TEXT PROVIDED »

━━━━━━━━━━━━━━━━

Trump’s first budget calls for deep cuts to Medicaid, other safety net programs

ABCNews.com(WASHINGTON) — President Trump’s first budget proposal to Congress includes $1.7 trillion in mandatory spending cuts over 10 years, including $800 billion from Medicaid and $193 billion from food stamps, in an effort to balance the federal budget.

The proposal for Fiscal Year 2018, called “A New Foundation for American Greatness,” also includes sunny projections for economic growth and tax revenue, and factors in the passage of the GOP health care bill recently approved by the House.

“What Trumponomics is and what this budget is a part of, is trying to get to sustained three percent economic growth in this country again,” White House budget director Mick Mulvaney said in a briefing with reporters on Monday. “We do not believe that is something fanciful.”

━━━━━━━━━━━━━━━━

CHECK YOUR UNDERSTANDING »
a) Please answer these questions from the budget article:
(i) How much does the proposal cut from food stamps?
(ii) What is the Fiscal Year 2018 proposal called?
(iii) What rate of economic growth did Mick Mulvaney say Trumponomics is trying to reach?
b) Write out everything in the budget article from "Trump’s first budget calls" down to "by the House.", word for word.
The entries have no connection to the budget article.

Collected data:
━━━━━━━━━━━━━━━━

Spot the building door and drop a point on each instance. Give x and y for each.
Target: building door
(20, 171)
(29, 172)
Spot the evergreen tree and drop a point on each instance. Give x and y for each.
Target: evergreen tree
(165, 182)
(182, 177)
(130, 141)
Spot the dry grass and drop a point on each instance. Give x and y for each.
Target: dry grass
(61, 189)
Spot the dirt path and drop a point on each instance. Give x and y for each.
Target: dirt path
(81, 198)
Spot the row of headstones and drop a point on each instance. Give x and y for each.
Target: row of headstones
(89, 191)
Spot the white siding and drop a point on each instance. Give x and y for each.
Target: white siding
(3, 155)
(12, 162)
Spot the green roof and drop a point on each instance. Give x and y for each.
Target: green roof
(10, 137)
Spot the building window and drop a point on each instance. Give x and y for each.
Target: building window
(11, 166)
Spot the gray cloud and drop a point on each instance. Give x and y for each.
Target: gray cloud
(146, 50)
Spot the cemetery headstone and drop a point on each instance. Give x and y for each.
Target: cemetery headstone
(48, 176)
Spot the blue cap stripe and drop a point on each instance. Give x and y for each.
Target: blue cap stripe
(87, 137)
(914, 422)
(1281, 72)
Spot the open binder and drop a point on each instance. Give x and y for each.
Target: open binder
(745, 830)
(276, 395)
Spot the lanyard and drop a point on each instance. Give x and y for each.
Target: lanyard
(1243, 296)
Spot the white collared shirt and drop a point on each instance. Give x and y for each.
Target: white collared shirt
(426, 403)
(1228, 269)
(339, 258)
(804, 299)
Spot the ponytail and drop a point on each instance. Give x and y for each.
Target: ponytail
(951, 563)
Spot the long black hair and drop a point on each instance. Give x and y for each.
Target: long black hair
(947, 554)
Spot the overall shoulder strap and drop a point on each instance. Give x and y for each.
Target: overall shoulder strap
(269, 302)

━━━━━━━━━━━━━━━━

ANSWER SECTION »
a)
(i) $193 billion
(ii) "A New Foundation for American Greatness"
(iii) Sustained three percent economic growth

b)
Trump’s first budget calls for deep cuts to Medicaid, other safety net programs

ABCNews.com(WASHINGTON) — President Trump’s first budget proposal to Congress includes $1.7 trillion in mandatory spending cuts over 10 years, including $800 billion from Medicaid and $193 billion from food stamps, in an effort to balance the federal budget.

The proposal for Fiscal Year 2018, called “A New Foundation for American Greatness,” also includes sunny projections for economic growth and tax revenue, and factors in the passage of the GOP health care bill recently approved by the House.